§ **REQUIREMENT**
Copy the data exactly, pictures aside.

------ SOURCE INFORMATION ------

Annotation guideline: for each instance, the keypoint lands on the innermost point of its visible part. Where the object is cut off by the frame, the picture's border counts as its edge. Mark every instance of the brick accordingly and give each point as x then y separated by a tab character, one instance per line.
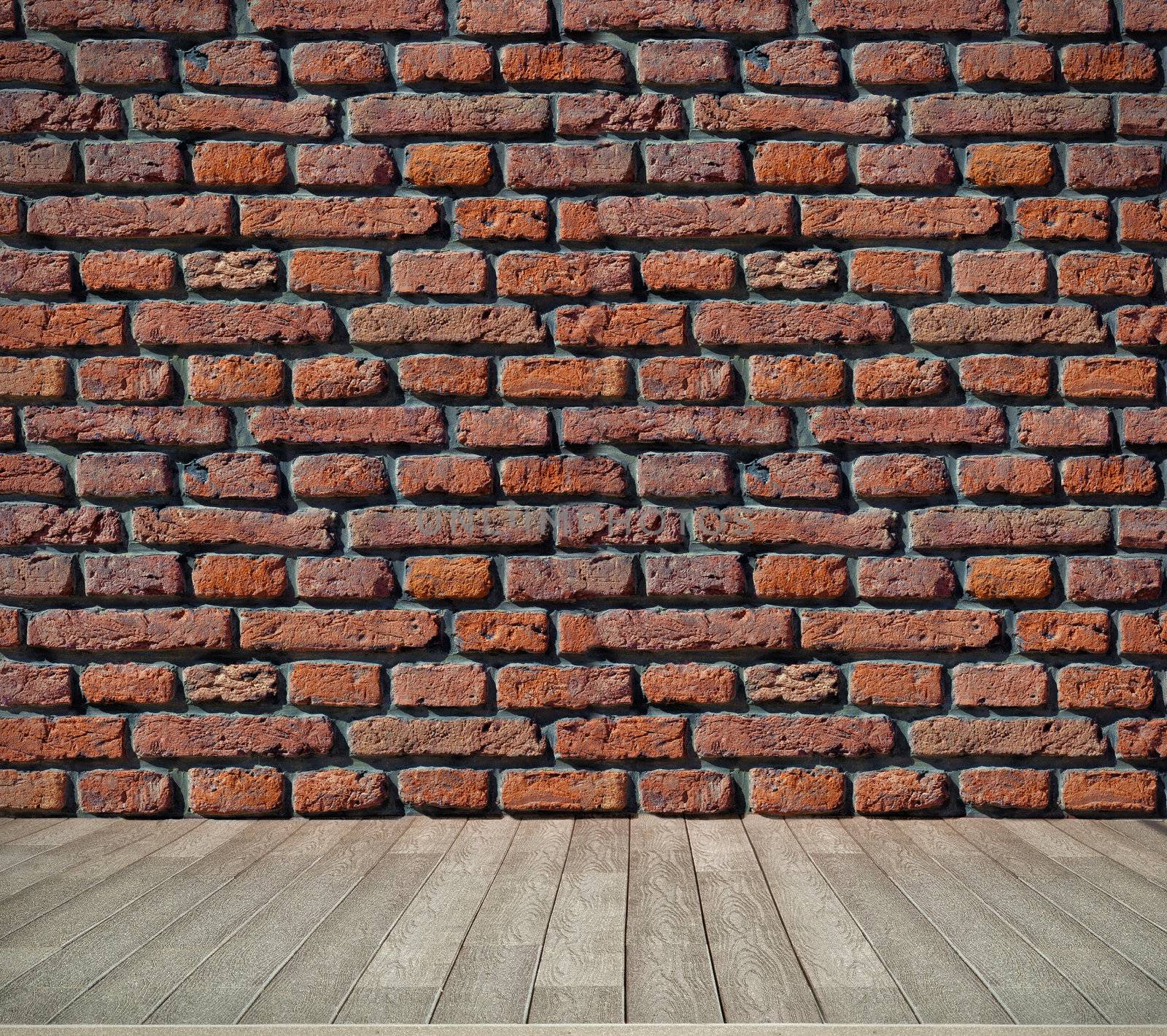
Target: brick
1093	792
429	579
1091	580
122	217
801	165
794	476
795	576
906	425
125	792
802	684
904	15
230	736
818	378
724	735
689	684
227	576
996	579
1062	631
359	17
998	788
33	792
235	378
439	273
388	738
556	791
1100	273
149	272
338	63
1009	165
314	685
1009	115
900	631
869	218
41	740
522	687
124	62
899	64
866	117
124	476
900	791
443	789
796	792
906	579
1013	62
896	685
948	736
684	62
216	163
235	791
336	791
453	475
794	63
1001	685
624	738
729	629
427	685
1087	687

------

§ **RESULT FOR THIS TASK**
Annotation guideline: for each instance, the keypoint lands on the innermost point of its visible part. Where the object is cut off by the frame, the picture's border counts as its edge. Mark every instance of the brick accordingly and give each point as x then y separated by a tab character, one instance per line.
Target: brick
1093	792
429	579
1091	580
122	217
801	165
794	476
795	576
906	425
125	792
802	684
904	15
230	736
818	378
724	735
689	684
227	576
996	579
1062	631
359	17
998	788
33	792
235	378
439	273
388	738
556	791
1100	273
149	272
338	63
1009	165
314	685
1009	115
900	631
869	218
41	740
522	687
124	62
899	64
866	117
124	476
900	791
443	789
796	792
906	579
1013	62
896	685
948	736
684	62
216	163
235	791
336	791
453	475
794	63
1001	685
624	738
729	629
427	685
1087	687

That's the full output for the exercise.